> _Exercise details_
Resume the personal account of goosebump moments surrounding a father's funeral, beginning directly after its final sentence.

> _Text excerpt_
'''
When I felt love envelope me and every cell in my body awaken at once – very difficult to describe because it’s not your standard ‘goosebump’ experience (like when you’re cold or get a chill.. not like that.. ) … but it’s the closest word to describe the sensation – it’s a “sign” – a knowing… something beyond our comprehension is aligned in that moment. Everytime I’ve had one of these particular goosebump moments, they have been when talking about someone in the non-physical.

Sun 3rd Feb 2019 –

  • My sister & I were at dads house. We were sitting with the rest of the family and the chaplain was there trying to sum-up dad’s life in a few paragraphs (which is impossible to do, especially as we each have a different version of dad’s life because we each had a different aspect of him). So the chaplain started asking the “easy” questions to get us started; family names & relationships, etc. And we went through Carol, my sister & I, my nephews, and then they started saying “step” children and “step” grandchildren and that didn’t feel right. They were the granddad they knew & it reminded me of our Pa’s funeral where dad and us were mentioned as “step-family” – when he was the only Pa we knew and we suddenly felt like we were the “outsiders”. Those words were painful and disconnecting to me. So when I heard that, I spoke up and mentioned Pa’s funeral, and told them to leave out “step”, and that we’re all family and at that moment, I was filled with goosebumps.
  • The next goosebump-moment was when I got a text from celebrant about the joint masons ritual. So we got into a discussion about who will do the Freemasons ritual they do, and they mentioned a name I’d never heard of, when I already knew from a Facebook message, that Nate was doing it. When I mentioned Nate, noone knew who he was and the chaplain was adamant that there was another name doing the ritual. I was confused and asked him to double-check because I was pretty sure. Later when he confirmed via text message, that both David & Nate were doing the ritual jointly, as I read it out to them at the table, I got the goosebump-moment again. I really took it to be “dad was pleased”.
  • The next time I had it, was later that evening. My sister & I took the kids to KFC for dinner and I called Linda to discuss the breaking-of-the-wand ceremony as I’d heard from Kym that Linda was making a wand because she couldn’t find the wand that dad had made for the ceremony earlier that day. When I said to her, that Graham, the one performing the ceremony will probably bring a wand but if we’re meant to find the one that dad created, I’m sure it will show up before the funeral, and if not – we’ll just go back to the graveyard on the day we find it. I got goosebumps in that moment. More conformation that it was ok to cease looking for the wand and just let whatever happens, happen.
'''
> _Data shown_
'''
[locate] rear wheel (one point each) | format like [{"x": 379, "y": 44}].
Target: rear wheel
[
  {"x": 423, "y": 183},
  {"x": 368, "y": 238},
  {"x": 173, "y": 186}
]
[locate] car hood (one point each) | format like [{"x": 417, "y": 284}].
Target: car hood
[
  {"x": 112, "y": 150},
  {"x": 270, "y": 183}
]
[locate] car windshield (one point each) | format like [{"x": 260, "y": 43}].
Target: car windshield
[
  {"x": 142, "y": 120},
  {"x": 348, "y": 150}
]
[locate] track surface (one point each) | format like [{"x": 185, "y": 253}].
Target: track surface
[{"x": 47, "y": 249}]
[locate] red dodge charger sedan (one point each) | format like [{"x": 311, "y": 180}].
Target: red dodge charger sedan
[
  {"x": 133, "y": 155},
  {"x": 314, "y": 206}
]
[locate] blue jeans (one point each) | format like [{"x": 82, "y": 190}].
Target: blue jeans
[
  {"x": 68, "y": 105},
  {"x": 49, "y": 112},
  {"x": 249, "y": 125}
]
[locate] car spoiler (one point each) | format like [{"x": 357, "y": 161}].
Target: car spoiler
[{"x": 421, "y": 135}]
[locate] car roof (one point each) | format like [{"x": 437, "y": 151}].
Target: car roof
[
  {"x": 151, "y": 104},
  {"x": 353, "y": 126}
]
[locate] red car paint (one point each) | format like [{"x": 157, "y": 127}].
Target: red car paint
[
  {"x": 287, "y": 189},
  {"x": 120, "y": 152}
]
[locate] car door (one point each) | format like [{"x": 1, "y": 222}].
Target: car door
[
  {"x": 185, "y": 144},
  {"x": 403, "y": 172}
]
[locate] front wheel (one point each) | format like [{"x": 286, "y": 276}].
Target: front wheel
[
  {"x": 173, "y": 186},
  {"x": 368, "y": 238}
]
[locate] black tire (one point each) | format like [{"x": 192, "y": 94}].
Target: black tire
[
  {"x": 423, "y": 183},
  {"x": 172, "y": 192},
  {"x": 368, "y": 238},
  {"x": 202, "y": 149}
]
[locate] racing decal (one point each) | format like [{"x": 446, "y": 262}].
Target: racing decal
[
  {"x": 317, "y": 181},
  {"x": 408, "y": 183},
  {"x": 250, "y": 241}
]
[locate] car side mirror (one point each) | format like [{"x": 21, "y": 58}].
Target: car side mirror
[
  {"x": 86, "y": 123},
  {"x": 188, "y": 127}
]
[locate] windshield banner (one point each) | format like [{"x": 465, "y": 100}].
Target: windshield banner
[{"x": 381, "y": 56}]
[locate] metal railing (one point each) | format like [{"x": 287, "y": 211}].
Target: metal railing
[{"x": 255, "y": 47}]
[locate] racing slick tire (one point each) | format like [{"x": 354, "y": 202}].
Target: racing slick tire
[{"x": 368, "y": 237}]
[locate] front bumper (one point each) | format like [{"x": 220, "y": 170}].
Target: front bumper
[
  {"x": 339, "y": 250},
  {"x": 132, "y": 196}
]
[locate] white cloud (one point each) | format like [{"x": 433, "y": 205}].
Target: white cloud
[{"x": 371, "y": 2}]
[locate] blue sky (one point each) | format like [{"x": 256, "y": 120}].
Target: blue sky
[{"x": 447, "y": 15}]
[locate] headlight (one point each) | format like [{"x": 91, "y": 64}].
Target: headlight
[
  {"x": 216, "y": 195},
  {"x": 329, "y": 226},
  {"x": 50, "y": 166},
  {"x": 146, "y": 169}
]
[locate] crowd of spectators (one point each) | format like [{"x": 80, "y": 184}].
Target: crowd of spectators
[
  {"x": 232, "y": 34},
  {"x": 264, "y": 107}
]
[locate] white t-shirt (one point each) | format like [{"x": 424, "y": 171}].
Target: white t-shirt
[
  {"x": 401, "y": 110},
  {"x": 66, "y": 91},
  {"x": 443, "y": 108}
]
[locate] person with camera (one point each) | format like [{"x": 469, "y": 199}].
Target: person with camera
'''
> _Task answer_
Thurs 7th Feb 2019 –

  • It happened again when chatting on Facebook messenger about dad and the healing & signs I’ve had since his transition with a co-worker who lost her mum last year. As I said “you know when you know” when we were discussing that it’s our human conditioning to ignore the signs because of mainstream/religion and fears or “logic” to dismiss them… at the same time, we both got goosebumps. #confirmation from both dad and her mum I think.

Tues 12th Feb 2019 –

  • I visited Julia, which is the last time I had goosebumps (a bit over a year ago, I had no idea her son had transitioned and was just compelled to go to her place whilst listening to a channelling Erik podcast). Anyways, in all my years, I’d never felt goosebumps like that day, and not since (except for dad above), so I really wanted to share the experience with her because it also re-affirms confirmation for own son and our experiences back then. Anyway, I got it again a couple of times when I visited her this time, although I didn’t write down what we were talking about so I can’t remember the exact moments I got it (that’s why it’s important to record these things Penny! don’t forget!). When I moved back to Ballarat, I stayed with Julia for 6 weeks whilst searching for my own place, and I didn’t have the goosebump moments when I stayed there. Only massively that first day when I was led there, a couple of times when I visited, and then this time when I was telling her about the signs I got from dad.

Random video talking about Goosebumps & Time Synchronicity

Mon 4th Feb 2019 –

  • After having those ‘goosebump moments’, I was playing a YouTube video, and in the first minute of the video, it mentioned “goosebumps”. Although they explained it different than the way I interpreted it, what synchronicity is that – to pick a video that actually explains goosebumps after the day I had of goosebump moments? And in the next minute, they brought up numbers like 222, 333, etc

Listen to audio:

or watch the first 2 minutes of video on youtube
(Note: I’d never listened to these recordings before and had no idea it would contain goosebumps)

  • Prue left to do view the open casket and say goodbye and send him love. I was sitting outside asking him to be there with her and “do the goosebump” thing to her if she’s ready. Then I went to the bedroom and the clock at that moment, changes to 10:00 and the next time I was compelled to look at the clock when she was still out, was 11:11.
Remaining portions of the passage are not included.